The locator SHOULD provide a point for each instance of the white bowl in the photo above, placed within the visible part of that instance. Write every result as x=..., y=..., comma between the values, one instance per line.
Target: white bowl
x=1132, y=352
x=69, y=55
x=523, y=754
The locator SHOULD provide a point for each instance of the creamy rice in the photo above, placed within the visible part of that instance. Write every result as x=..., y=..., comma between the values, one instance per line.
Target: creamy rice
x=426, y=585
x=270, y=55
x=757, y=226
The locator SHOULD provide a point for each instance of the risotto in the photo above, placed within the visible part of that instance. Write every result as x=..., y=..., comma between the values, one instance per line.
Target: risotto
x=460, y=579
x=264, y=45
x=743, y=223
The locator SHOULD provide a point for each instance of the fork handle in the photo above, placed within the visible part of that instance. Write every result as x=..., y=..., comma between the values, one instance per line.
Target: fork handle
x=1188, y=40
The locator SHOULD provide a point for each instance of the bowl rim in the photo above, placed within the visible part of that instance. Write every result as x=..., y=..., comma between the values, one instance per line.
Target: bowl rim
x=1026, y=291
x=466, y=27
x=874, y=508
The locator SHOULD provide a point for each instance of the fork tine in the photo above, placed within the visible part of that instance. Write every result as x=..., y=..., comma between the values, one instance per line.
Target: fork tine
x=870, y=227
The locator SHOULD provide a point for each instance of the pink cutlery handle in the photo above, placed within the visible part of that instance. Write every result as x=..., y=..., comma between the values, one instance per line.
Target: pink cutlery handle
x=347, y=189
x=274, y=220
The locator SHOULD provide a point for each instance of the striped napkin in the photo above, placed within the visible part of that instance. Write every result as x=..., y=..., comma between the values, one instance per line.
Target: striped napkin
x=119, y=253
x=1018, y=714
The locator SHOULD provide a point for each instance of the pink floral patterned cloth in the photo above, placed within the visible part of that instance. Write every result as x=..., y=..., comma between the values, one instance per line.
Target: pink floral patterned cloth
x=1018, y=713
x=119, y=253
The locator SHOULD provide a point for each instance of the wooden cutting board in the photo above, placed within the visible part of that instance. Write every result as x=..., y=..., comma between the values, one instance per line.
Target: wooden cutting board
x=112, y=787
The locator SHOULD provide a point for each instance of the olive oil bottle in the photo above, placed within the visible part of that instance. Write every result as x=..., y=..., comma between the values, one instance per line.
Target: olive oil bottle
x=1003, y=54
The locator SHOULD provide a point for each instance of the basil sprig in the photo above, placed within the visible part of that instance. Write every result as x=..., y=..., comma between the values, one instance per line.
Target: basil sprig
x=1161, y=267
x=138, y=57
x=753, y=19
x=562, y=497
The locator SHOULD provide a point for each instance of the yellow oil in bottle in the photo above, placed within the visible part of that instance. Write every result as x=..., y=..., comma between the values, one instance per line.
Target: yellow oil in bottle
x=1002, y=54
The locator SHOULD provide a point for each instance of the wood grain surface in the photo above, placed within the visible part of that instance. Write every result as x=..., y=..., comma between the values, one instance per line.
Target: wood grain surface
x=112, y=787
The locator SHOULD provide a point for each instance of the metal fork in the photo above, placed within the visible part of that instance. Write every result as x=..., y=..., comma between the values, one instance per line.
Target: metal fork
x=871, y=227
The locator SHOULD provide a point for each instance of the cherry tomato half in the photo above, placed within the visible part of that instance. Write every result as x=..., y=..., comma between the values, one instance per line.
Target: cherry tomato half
--
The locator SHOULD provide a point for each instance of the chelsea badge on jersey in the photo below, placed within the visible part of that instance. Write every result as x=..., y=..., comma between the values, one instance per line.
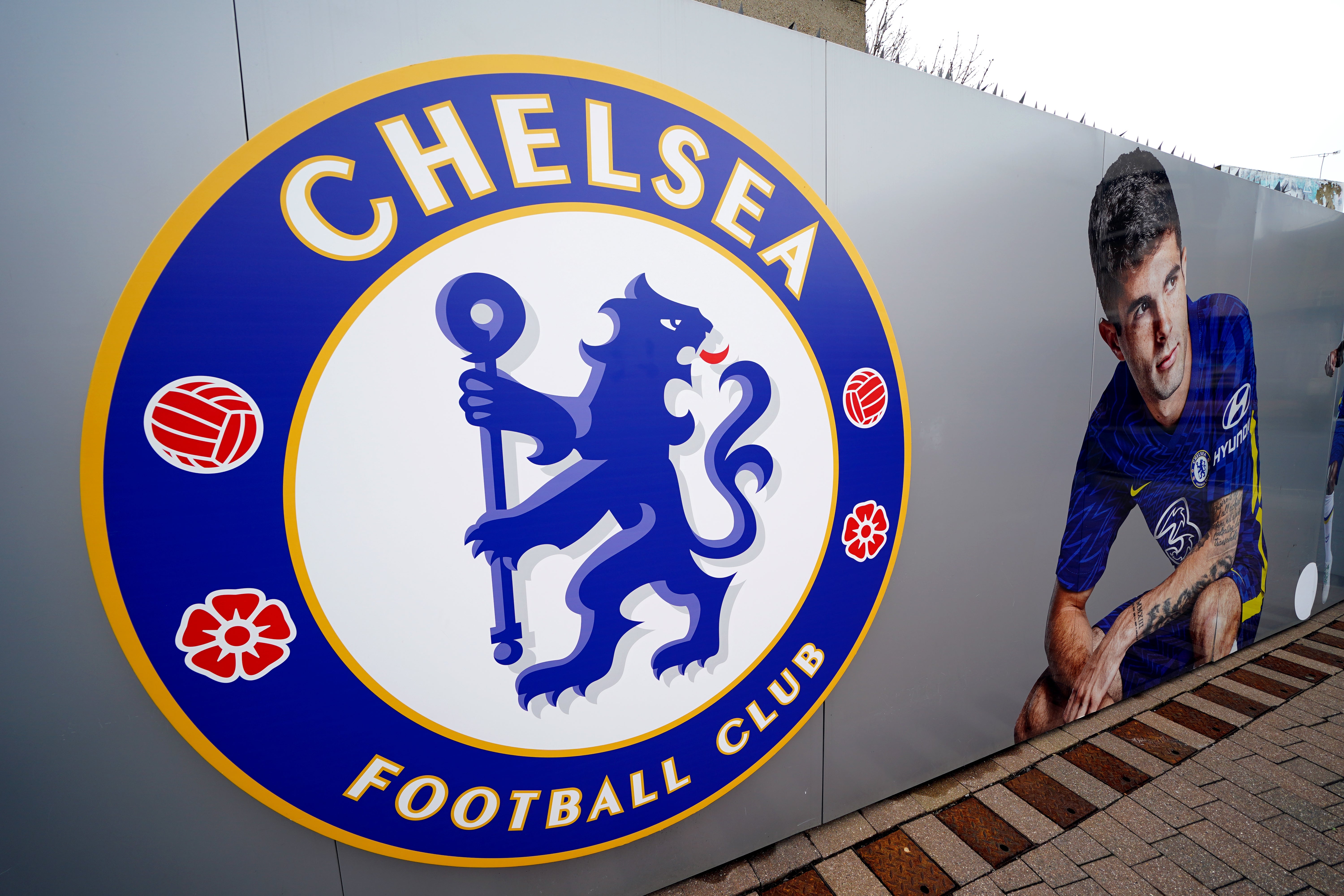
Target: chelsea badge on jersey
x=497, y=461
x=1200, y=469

Your task: Word for word, restate the lines of the listing above starting at the line with "of the metal" and ending at the line with "Target: cherry tomato half", and nothing outside them.

Result for this task:
The locator SHOULD provide a point for each instance of the metal fork in the photo above, placed within the visible part of that instance. Write every result as x=..., y=..., comma between the values, one instance per line.
Target: metal fork
x=871, y=227
The locator SHOULD provide a point for each instance of the cherry tomato half in the photo above, placed within the visible part of that instance. Write every result as x=..., y=..., comma between the values, one instance per line.
Target: cherry tomato half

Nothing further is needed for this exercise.